What the task asks:
Below are some records; find each line that carries the word "every" and copy it.

Natural language region descriptions:
____

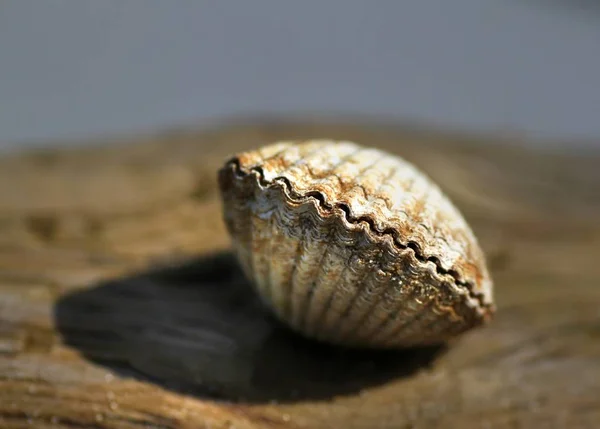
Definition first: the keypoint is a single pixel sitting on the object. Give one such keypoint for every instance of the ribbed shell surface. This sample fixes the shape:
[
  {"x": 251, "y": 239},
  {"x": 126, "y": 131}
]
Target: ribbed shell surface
[{"x": 352, "y": 245}]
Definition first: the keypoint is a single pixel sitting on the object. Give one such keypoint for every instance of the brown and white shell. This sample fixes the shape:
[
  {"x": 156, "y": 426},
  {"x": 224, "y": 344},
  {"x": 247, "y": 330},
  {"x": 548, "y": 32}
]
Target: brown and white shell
[{"x": 353, "y": 245}]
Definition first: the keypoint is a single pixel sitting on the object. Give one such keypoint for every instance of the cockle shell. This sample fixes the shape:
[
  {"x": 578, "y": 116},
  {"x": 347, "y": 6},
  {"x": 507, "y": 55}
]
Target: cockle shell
[{"x": 354, "y": 246}]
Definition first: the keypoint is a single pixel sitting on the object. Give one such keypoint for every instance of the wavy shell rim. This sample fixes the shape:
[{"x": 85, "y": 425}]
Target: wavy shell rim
[{"x": 462, "y": 287}]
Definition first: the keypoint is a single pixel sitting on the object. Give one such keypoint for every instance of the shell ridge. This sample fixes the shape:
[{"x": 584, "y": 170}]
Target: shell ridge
[
  {"x": 329, "y": 207},
  {"x": 289, "y": 191},
  {"x": 335, "y": 291},
  {"x": 359, "y": 289}
]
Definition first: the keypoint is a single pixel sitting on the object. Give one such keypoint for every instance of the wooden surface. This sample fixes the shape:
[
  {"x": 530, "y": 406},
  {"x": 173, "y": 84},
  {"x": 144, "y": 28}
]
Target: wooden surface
[{"x": 121, "y": 306}]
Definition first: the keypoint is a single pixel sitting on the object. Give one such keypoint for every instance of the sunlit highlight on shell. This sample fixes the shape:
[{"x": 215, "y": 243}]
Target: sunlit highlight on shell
[{"x": 352, "y": 245}]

____

Output for this exercise:
Definition first: the keypoint is a single pixel sitting on the object. Give one such keypoint for every instance of the ribbed shell surface. This sample fixes the shape:
Definition first: the keypoint is a single pixel sitting on the object. Give one such keypoint for every instance of the brown and white shell. This sample fixes the shape:
Definition first: the keypoint is a single pixel sitting on the object. Give one such keypoint for every instance of the cockle shell. This sample fixes the shape:
Definition first: the keypoint is a single pixel sitting on the object. Give one such keypoint for every instance of the wavy shell rim. This sample fixes the shape:
Definition first: the keypoint is a single pixel sitting on the object. Give one such keypoint for every instance of the shell ridge. This sample fixes the shape:
Definition first: the keypoint is a single pixel sitting on the object. Give one such keypoint for every instance of the wooden surface. This sample fixes the shape:
Definition first: the keypoint is a single pixel sitting on the object. Give one such keypoint for every instance of the sunlit highlight on shell. This sample fixes the shape:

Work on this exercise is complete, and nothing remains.